Records from a data source
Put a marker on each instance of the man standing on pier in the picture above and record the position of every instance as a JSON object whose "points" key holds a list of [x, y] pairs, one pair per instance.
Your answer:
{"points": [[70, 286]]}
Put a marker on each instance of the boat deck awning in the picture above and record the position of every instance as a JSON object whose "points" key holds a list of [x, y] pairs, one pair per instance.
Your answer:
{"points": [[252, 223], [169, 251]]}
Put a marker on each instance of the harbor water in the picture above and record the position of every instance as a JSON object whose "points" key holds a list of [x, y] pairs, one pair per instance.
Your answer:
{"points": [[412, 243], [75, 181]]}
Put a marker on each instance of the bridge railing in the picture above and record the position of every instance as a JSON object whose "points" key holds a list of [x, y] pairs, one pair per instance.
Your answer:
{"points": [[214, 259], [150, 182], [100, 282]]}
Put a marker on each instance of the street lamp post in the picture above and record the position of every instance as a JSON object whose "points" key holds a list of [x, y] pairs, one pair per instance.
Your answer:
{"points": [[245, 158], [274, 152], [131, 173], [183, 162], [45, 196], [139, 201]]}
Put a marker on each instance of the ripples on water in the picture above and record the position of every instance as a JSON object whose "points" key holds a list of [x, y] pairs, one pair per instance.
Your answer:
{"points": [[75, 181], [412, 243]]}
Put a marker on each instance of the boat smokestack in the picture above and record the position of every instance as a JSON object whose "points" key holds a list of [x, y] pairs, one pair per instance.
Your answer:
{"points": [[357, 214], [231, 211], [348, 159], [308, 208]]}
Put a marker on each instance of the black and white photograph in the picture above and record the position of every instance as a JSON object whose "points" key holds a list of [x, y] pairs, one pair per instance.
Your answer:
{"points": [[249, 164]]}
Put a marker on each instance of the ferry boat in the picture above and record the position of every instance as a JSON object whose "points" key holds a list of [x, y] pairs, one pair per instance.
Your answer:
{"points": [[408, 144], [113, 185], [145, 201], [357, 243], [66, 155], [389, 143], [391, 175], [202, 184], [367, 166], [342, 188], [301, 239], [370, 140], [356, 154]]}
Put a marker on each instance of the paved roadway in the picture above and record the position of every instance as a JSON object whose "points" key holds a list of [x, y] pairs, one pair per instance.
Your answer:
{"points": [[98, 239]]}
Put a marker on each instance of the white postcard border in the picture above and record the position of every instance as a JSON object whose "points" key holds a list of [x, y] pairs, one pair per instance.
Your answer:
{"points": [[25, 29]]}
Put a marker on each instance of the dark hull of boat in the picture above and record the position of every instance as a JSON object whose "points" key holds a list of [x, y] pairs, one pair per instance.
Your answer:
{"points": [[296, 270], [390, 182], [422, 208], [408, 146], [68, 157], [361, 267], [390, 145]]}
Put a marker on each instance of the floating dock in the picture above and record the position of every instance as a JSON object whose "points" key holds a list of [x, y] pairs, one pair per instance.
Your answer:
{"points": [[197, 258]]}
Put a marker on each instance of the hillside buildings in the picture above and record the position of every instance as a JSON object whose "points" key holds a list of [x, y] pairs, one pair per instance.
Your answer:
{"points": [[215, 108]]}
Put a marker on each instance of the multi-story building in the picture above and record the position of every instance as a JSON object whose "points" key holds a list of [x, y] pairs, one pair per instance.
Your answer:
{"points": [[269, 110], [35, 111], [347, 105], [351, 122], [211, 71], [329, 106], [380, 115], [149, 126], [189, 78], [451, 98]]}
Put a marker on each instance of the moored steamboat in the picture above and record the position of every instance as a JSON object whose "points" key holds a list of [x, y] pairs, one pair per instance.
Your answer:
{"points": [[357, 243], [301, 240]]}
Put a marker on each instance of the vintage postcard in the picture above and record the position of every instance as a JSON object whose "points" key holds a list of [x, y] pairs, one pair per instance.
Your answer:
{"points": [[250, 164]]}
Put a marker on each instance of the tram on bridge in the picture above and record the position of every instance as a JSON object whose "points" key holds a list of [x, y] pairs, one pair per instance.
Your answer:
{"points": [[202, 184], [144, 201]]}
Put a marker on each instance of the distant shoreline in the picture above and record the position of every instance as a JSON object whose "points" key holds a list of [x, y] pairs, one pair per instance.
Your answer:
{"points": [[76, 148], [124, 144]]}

WHAT IS NEEDED
Write out each record exactly, without addition or omission.

YOUR SOLUTION
Put a marker on each instance of the man standing on pier in the picture above and record the position of every instance as a JSON object whose "points" key holds a list of [x, y] pairs, one pair per instance.
Your answer:
{"points": [[70, 286]]}
Put a marker on each instance of the boat deck awning in the picture above and record the position of every instance as a JSON object whose "points" key holds a list of [x, y] pairs, one pair per instance.
Your answer:
{"points": [[252, 223], [169, 251]]}
Put a marker on each instance of the harbor water in the picture above and record the position of every instance as a JSON object whose "points" key holds a list of [x, y] pairs, one pair per instance.
Your answer:
{"points": [[412, 243], [75, 181]]}
Put a marker on each instance of the bridge railing in the picture above and record the position of every instance as a JSON object whose "points" key holds a list of [x, y] pairs, one pair per instance.
Your answer:
{"points": [[214, 259], [150, 182], [100, 282]]}
Put a marker on each instance of the street lamp post in the picture above and record the position of every instance as a JSON object whose "points" key holds a list of [x, y] pairs, one pair per instance.
Your answer:
{"points": [[245, 158], [274, 152], [131, 173], [183, 162], [45, 196], [139, 201]]}
Put a marker on each instance of the ripples on water in the picture above and record the position of every instance as a JSON object whose "points" key holds a list of [x, y] pairs, one pair per instance.
Your answer:
{"points": [[75, 181], [412, 243]]}
Put a marker on each instance of the boat smokestack in the picture above and record the position of every instance as a JSON object whose "points" key holds a list of [x, y] pairs, one pair per instance.
Your answer:
{"points": [[357, 214], [231, 211], [348, 159], [308, 208]]}
Put a marker on each instance of the black and white photograph in the picture above and record the position of every instance as a JSON object whose "points" key holds a list of [x, y] pairs, one pair per instance.
Your answer:
{"points": [[249, 164]]}
Put a marker on each instance of the ferry boat in the picture above and record the position of every instance as a JSON object whose "points" key holds a list of [x, y] pairs, one pair per instance.
Your answer:
{"points": [[408, 144], [113, 185], [145, 201], [357, 243], [66, 155], [389, 143], [391, 175], [202, 184], [367, 166], [342, 188], [301, 239], [370, 140], [356, 154]]}
Put a marker on each instance of the paved roadway in the picture above and record the position of every instance as a JSON object whose "points" key holds a list of [x, y] pairs, one pair per instance.
Your answer:
{"points": [[98, 239]]}
Put a marker on each instance of the white postcard border in the picture above and record the position of every instance as a JSON object whose "points" key holds a list of [x, y] pairs, one pair per instance.
Your answer:
{"points": [[25, 29]]}
Put a marker on each instance of the dark hull of boat in the picture above and record the position of every instance as a JSON object whose "points" key holds a list of [x, y] pairs, one pair per instance.
Your answer:
{"points": [[296, 270], [390, 182], [422, 208], [408, 146], [68, 157], [361, 267], [390, 145]]}
Put a marker on each instance of the floating dock in the picture above and record the position of every instance as a JSON object whose "points" key holds a list of [x, y] pairs, one pair per instance.
Your answer:
{"points": [[197, 258]]}
Put a marker on each instance of the hillside buildings in the picture above and record the position of every instance as a JSON object whose "points" key holds a list of [x, y] pairs, one pair per instance.
Your answer:
{"points": [[215, 108]]}
Put a marker on each instance of the multi-story building in the picture above and record the position of every instance as a JSON object whose "points" key holds a list of [x, y] pairs, one pair per instance.
Your answer:
{"points": [[269, 110], [35, 111], [347, 105], [351, 122], [211, 71], [329, 106], [380, 115], [149, 126], [189, 78], [451, 98]]}
Put a marker on each instance of the moored steamboat in the picture above and record the position of every instance as a JSON object whose "points" key holds a list of [x, y] pairs, one pair per instance.
Your answer:
{"points": [[357, 243], [301, 240]]}
Put a marker on each instance of the vintage postcard in the picture above and record the position of every instance as a JSON object whose "points" key holds a list of [x, y] pairs, one pair per instance.
Your answer:
{"points": [[250, 164]]}
Put a marker on each instance of the tram on bridge in the picture above and record the position of every instance as a JSON object whose "points" key holds a list of [x, y] pairs, one pair per instance.
Your answer:
{"points": [[202, 184], [144, 201]]}
Put a marker on each instance of the distant shoreline in the picture above and record the position of every instance as a JSON object whose "points" key holds a list of [x, y] pairs, one pair per instance.
Your answer:
{"points": [[76, 148], [124, 144]]}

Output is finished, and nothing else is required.